**Exercise description**
Give again exactly, and only, the lines between the line holding "Point to the bag" and the end of the listing, both boundary lines included.

Segment Start: Given data

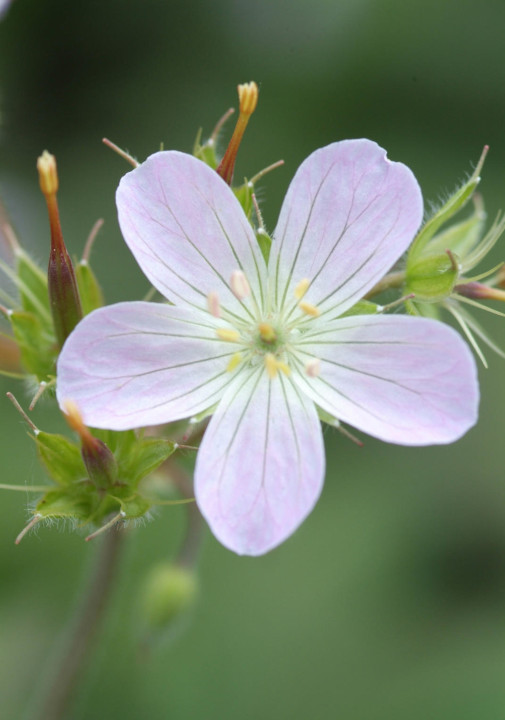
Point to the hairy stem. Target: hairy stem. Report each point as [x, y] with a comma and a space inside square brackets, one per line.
[79, 642]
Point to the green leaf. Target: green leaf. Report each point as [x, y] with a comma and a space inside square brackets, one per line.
[363, 307]
[62, 504]
[455, 203]
[61, 458]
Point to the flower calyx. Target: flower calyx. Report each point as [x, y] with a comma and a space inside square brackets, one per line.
[63, 292]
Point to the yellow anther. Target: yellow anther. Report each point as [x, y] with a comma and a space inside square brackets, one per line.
[267, 333]
[302, 288]
[213, 304]
[239, 285]
[271, 365]
[228, 335]
[235, 360]
[48, 175]
[248, 98]
[313, 367]
[283, 367]
[309, 309]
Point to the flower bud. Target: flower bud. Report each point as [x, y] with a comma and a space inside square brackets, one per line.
[248, 99]
[432, 278]
[98, 459]
[63, 293]
[169, 590]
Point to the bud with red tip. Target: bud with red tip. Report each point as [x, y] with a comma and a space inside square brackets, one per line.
[248, 98]
[98, 459]
[63, 292]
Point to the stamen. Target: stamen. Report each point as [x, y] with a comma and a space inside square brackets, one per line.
[235, 360]
[309, 309]
[239, 285]
[228, 335]
[313, 367]
[271, 365]
[302, 288]
[267, 333]
[213, 304]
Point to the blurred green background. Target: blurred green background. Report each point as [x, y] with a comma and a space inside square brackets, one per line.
[389, 602]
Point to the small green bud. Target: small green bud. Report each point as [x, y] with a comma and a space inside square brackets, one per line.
[168, 591]
[433, 278]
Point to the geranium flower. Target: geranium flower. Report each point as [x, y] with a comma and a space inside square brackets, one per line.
[264, 346]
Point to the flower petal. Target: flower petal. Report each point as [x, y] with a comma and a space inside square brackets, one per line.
[347, 217]
[260, 466]
[187, 231]
[136, 364]
[405, 380]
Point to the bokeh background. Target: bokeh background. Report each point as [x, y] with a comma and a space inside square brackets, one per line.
[389, 602]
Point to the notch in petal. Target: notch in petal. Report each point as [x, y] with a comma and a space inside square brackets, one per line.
[348, 215]
[404, 380]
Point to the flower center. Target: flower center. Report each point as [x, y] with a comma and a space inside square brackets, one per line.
[269, 339]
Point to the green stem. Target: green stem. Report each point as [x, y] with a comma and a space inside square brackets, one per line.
[79, 642]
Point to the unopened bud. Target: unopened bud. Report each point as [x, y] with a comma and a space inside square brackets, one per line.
[248, 99]
[98, 459]
[63, 293]
[48, 174]
[169, 590]
[432, 279]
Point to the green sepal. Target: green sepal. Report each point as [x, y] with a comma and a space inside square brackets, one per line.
[200, 417]
[265, 243]
[429, 310]
[146, 456]
[36, 345]
[64, 504]
[61, 458]
[134, 506]
[455, 203]
[432, 279]
[363, 307]
[460, 238]
[136, 456]
[89, 290]
[326, 417]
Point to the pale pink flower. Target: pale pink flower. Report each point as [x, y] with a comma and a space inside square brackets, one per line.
[264, 347]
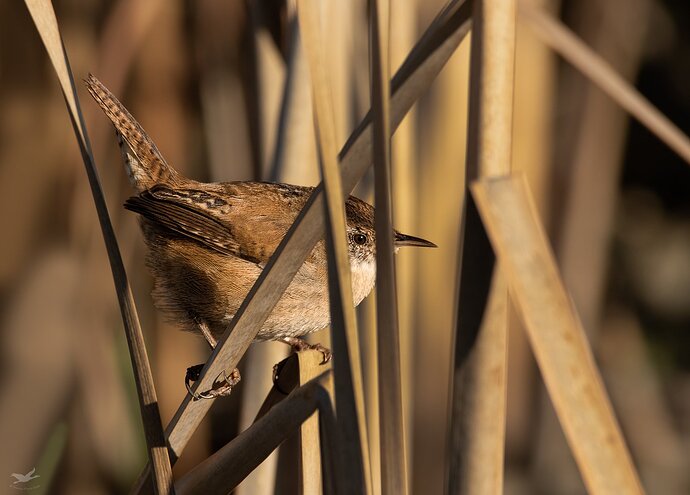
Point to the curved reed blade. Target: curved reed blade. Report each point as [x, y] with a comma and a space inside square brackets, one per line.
[44, 18]
[556, 334]
[421, 67]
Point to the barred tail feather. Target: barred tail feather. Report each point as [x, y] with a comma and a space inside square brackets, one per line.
[144, 163]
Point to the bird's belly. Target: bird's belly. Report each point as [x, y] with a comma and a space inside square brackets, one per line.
[214, 294]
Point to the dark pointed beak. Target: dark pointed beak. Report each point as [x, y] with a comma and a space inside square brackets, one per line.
[409, 240]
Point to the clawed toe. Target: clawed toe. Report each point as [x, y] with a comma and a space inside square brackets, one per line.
[222, 386]
[298, 345]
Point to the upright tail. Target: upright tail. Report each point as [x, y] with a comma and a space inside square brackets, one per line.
[144, 163]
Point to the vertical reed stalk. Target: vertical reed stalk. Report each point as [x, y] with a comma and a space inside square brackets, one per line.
[479, 423]
[46, 23]
[393, 459]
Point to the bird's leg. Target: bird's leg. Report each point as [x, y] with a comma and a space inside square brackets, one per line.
[298, 345]
[220, 388]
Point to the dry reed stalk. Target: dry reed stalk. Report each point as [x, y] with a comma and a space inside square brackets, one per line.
[639, 395]
[44, 18]
[556, 334]
[271, 77]
[392, 438]
[404, 195]
[294, 155]
[224, 470]
[568, 45]
[590, 159]
[310, 366]
[344, 337]
[416, 74]
[478, 424]
[533, 138]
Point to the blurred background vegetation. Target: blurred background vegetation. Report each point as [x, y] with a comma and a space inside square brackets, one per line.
[212, 82]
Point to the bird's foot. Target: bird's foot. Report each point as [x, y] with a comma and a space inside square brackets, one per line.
[222, 386]
[298, 345]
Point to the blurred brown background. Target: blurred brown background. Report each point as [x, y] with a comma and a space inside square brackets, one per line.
[222, 87]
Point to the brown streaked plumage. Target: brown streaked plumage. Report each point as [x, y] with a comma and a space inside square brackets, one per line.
[208, 242]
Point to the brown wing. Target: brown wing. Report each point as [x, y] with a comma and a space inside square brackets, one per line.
[193, 214]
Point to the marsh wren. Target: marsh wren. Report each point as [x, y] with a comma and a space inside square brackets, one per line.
[208, 242]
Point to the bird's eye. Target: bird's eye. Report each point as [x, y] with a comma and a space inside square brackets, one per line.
[360, 239]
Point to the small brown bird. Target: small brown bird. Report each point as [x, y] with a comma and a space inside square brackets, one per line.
[208, 243]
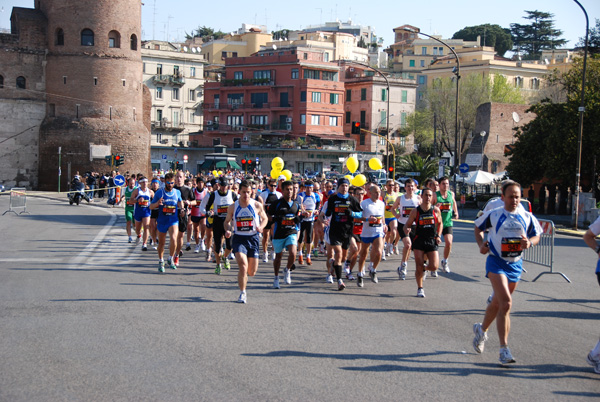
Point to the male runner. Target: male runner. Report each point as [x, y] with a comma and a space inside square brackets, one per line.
[245, 219]
[510, 232]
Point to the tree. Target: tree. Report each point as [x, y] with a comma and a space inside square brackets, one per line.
[540, 34]
[546, 147]
[593, 40]
[491, 35]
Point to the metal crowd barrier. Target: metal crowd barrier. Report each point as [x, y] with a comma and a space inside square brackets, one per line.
[543, 253]
[18, 199]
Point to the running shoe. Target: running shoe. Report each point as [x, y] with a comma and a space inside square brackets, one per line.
[506, 356]
[242, 298]
[594, 361]
[445, 266]
[479, 339]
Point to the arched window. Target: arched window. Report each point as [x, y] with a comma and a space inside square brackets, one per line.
[60, 37]
[21, 82]
[114, 39]
[87, 37]
[133, 42]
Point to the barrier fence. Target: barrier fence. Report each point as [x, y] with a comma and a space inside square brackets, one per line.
[543, 253]
[18, 199]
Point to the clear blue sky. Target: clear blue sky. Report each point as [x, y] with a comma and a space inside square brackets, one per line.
[170, 19]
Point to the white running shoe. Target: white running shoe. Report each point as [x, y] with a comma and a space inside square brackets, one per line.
[242, 298]
[287, 276]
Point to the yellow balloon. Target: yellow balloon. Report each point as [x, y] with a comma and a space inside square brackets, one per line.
[275, 173]
[359, 180]
[375, 164]
[277, 163]
[287, 174]
[352, 164]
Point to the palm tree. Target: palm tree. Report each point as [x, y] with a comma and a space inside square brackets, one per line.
[426, 167]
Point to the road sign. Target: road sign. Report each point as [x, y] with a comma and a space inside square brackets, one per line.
[119, 180]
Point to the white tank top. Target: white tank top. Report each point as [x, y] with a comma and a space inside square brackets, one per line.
[245, 219]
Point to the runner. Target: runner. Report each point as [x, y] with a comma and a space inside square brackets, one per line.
[170, 206]
[511, 232]
[310, 204]
[129, 207]
[593, 358]
[404, 205]
[221, 199]
[245, 219]
[447, 205]
[268, 197]
[373, 234]
[428, 228]
[286, 215]
[141, 197]
[342, 207]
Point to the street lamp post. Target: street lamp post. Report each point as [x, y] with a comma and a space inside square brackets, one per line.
[456, 72]
[581, 111]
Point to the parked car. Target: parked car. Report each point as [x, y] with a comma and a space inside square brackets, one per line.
[524, 202]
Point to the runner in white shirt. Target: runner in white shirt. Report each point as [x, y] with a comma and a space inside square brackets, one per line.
[511, 232]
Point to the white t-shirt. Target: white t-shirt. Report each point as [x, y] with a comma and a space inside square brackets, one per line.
[375, 209]
[507, 230]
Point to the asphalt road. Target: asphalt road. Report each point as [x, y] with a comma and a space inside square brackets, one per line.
[86, 316]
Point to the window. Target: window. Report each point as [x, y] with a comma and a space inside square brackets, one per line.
[114, 39]
[21, 82]
[87, 37]
[60, 37]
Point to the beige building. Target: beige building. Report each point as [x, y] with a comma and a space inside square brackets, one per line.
[174, 74]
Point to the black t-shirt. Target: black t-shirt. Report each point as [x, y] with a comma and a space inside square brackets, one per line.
[286, 218]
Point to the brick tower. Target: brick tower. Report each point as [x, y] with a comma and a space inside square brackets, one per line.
[96, 101]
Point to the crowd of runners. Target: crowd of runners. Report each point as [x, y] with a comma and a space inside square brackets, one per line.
[249, 218]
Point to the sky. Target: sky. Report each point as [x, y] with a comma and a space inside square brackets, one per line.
[171, 19]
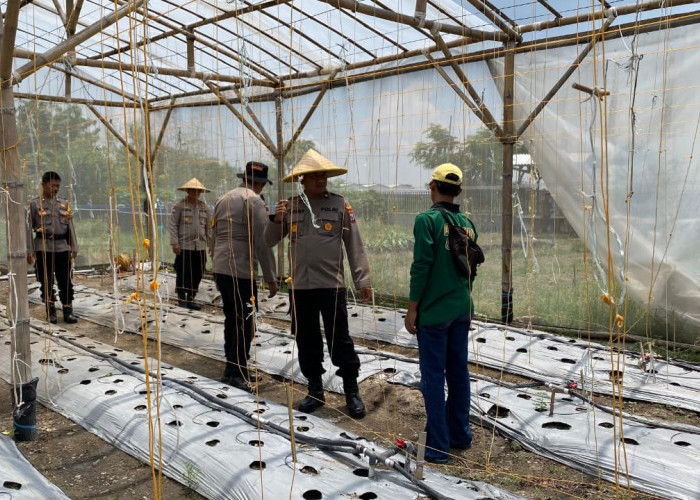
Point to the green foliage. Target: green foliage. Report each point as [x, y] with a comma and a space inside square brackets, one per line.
[191, 475]
[368, 205]
[480, 156]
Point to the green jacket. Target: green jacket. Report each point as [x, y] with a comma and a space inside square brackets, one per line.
[442, 293]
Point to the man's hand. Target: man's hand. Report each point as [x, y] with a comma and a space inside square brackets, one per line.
[281, 211]
[411, 316]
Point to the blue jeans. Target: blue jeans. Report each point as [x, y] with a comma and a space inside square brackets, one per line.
[443, 357]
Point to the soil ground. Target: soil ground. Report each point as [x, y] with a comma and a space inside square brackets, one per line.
[85, 467]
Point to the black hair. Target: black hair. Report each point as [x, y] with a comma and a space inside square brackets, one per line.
[50, 176]
[447, 189]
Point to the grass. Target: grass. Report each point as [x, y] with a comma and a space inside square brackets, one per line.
[553, 284]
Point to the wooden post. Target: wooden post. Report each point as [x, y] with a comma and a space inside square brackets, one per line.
[507, 197]
[23, 385]
[280, 174]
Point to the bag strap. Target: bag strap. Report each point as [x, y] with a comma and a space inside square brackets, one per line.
[445, 216]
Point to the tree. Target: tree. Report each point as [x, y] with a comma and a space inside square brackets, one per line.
[59, 137]
[442, 147]
[480, 157]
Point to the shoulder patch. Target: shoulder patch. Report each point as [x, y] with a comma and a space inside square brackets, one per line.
[350, 211]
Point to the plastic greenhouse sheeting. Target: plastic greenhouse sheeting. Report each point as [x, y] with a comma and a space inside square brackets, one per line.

Segment End: Given data

**Exercise response**
Point to the bag strap. Target: bag strap. Report each point as [x, y] with a comma and a space inside square brackets, one per line.
[445, 216]
Point to the tree. Target: tree. Report each point as [x, y] with a comma and a space inside square brackets, one per line.
[59, 137]
[442, 147]
[480, 157]
Point to the shoulder patch. Target: shoulder patch. Report each point as [x, y] with a comma and a space inside square brackets, one per line.
[350, 211]
Point to the plastic greenhouse sheeting. Target: plastic greenhouse sheeting. Report each point as [x, y] with a comma and a space inside square brackets, one per line.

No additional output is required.